Pointing and labeling data
######

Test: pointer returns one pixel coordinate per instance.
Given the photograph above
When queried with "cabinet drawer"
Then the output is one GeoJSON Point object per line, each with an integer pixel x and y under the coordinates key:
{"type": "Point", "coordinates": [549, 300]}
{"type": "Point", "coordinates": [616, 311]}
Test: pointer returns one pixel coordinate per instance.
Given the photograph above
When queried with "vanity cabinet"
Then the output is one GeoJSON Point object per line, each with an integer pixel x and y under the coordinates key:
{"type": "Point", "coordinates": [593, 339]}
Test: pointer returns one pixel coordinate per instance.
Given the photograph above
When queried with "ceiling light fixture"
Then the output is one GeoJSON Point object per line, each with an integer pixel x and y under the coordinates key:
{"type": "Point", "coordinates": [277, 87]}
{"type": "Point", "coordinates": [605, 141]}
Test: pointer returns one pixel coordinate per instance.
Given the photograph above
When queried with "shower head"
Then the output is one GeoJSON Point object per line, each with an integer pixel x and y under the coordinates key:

######

WHAT YOU NEED TO DO: Reproduce all of the data above, including the requests, and multiply every coordinate in the answers by 2.5, rounding each result to a whole number with halves rounded up.

FINISHED TASK:
Test: pointer returns one pixel coordinate per instance.
Given the photograph above
When queried with "cabinet drawer"
Then the output is one GeoJSON Point object per line, each with an integer pixel x and y under the coordinates key:
{"type": "Point", "coordinates": [1373, 750]}
{"type": "Point", "coordinates": [1540, 778]}
Test: pointer returns one pixel coordinate per instance.
Given the photograph above
When queried with "vanity cabinet"
Then the output is one GeoJSON Point object per line, each with an integer pixel x and y under the coordinates key:
{"type": "Point", "coordinates": [1483, 848]}
Test: pointer returns one pixel coordinate per instance.
Given the photograph above
When queried with "ceiling light fixture"
Then the output is one GeoJSON Point object per line, each with an integer pixel x and y under the coordinates key:
{"type": "Point", "coordinates": [693, 218]}
{"type": "Point", "coordinates": [1513, 353]}
Test: pointer returns one pixel coordinate per instance.
Given the photograph above
When queried with "shower head"
Then the output is one GeoJSON Point object per line, each with an integer pixel x and y under the coordinates key:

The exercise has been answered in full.